Directions
Can you extract every one of the records below and reproduce each line verbatim, without changing anything?

— BEGIN —

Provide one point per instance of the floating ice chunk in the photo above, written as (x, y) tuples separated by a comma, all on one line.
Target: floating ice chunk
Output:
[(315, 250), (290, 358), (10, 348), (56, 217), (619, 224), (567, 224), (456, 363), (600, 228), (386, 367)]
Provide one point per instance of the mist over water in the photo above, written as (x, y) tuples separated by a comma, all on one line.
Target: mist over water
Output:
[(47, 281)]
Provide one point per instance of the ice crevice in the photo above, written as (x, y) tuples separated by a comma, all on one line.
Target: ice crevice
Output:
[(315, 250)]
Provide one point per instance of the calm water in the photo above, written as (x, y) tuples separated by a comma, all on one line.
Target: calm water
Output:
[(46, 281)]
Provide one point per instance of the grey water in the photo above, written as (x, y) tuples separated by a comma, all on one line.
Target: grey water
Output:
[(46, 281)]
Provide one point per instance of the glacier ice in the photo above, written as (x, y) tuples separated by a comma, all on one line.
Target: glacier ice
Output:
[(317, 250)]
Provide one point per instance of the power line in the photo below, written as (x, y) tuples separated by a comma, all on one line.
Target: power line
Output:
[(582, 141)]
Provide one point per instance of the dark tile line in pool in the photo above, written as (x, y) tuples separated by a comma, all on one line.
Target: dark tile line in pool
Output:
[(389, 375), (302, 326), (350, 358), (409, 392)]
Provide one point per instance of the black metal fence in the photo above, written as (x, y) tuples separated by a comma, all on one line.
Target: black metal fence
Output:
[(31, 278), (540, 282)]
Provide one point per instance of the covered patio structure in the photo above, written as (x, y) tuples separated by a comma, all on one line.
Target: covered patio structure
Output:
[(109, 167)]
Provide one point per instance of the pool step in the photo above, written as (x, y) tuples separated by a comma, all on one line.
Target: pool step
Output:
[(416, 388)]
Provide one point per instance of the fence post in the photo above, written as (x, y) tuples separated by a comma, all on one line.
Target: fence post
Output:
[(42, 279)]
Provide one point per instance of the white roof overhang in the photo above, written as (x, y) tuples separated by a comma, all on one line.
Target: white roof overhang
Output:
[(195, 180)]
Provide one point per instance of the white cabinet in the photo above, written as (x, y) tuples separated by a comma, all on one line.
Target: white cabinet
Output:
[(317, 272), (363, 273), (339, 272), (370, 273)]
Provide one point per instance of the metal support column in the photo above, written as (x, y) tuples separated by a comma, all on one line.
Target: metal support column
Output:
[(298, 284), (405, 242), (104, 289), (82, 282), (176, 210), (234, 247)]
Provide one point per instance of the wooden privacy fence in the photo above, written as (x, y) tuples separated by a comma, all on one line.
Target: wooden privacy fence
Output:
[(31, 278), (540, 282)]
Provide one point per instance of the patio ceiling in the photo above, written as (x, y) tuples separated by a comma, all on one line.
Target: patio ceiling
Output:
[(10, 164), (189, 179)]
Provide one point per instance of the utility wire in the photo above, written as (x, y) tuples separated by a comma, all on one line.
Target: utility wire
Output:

— END —

Worked solution
Provide one point per instance of the floating ice chunk in the photo above, written as (x, y) tuples separated by a comma, all on one line.
Target: floating ice chunk
Output:
[(315, 250), (290, 358), (10, 348), (56, 217), (619, 224), (567, 224), (456, 363), (600, 228), (386, 367)]
Provide one point per instance of the mist over water in the photo above, written as (x, y) tuples separated by a comma, all on one line.
Target: mist over water
Output:
[(47, 281)]
Provide one point per instance of the ice crevice in the photo above, written as (x, y) tuples separated by a comma, all on one line.
Target: ice crevice
Output:
[(315, 250)]
Provide one point per instance of the calm water in the photo above, written as (x, y) tuples separated by a comma, all on one line.
Target: calm water
Output:
[(46, 281)]
Provide one point per instance of the grey water in the photo above, written as (x, y) tuples separated by a comma, all on one line.
Target: grey water
Output:
[(46, 281)]
Provide one point per instance of the glacier ice in the photo above, written as (x, y) tuples separated by a comma, all on one line.
Target: glacier ice
Output:
[(317, 250)]
Provide one point per instance of the power line in the photo below, written as (x, y) tuples separated by a comma, all on one line.
Target: power line
Output:
[(582, 141)]
Provide one point per instance of the dark tile line in pool in the photo above, written as (x, y) tuples separated by a comma, all on one line.
Target: dark tile line in pool
Output:
[(389, 375), (302, 326), (350, 358), (409, 392)]
Provide one point per instance of the black metal fence in the photo above, written as (x, y) tuples separated by a comma, all on one line.
Target: black metal fence
Output:
[(31, 278), (540, 282)]
Provide one point per instance of the covered patio structure in the photo above, written as (x, y) tuples separated by a comma, all on one line.
Target: covered patio structure
Output:
[(109, 167)]
Provide one point per instance of the pool step in the photo above, written as (x, y) tuples separated by a comma, all on one line.
Target: pool step
Output:
[(416, 388)]
Provide one point per instance of the fence post in the photo above, written as (x, y) tuples separated by a comma, all on one line.
Target: fence post
Output:
[(42, 279)]
Provide one point per instance of the white roof overhang in the photo above, written as (x, y) tuples separated by a comma, all on one line.
Target: white roof overhang
Output:
[(195, 180)]
Provide one point per instance of the white cabinet in the photo above, written as (x, y) tuples separated by a comma, all on one line.
Target: white cabinet
Output:
[(317, 272), (363, 273), (339, 272), (370, 273)]
Provide one point per instance of the metal support column in the photo above, written as (x, y) tuples separated by a comma, all on one line.
Target: metal support column
Output:
[(298, 284), (405, 242), (104, 289), (82, 282), (176, 210), (234, 247)]
Provide one point per instance of the wooden privacy fence in the photo above, written as (x, y) tuples separated by a comma, all on one line.
Target: wooden privacy fence
Output:
[(31, 278), (540, 282)]
Provide one point per instance of the patio ceiling in the photo above, written as (x, y) tuples separated by a comma, all on one line.
Target: patio ceiling
Output:
[(10, 164), (189, 179)]
Provide one point per instance of the utility wire in the photo above, written as (x, y) tuples separated by a comma, all on one line.
Target: utility wire
Output:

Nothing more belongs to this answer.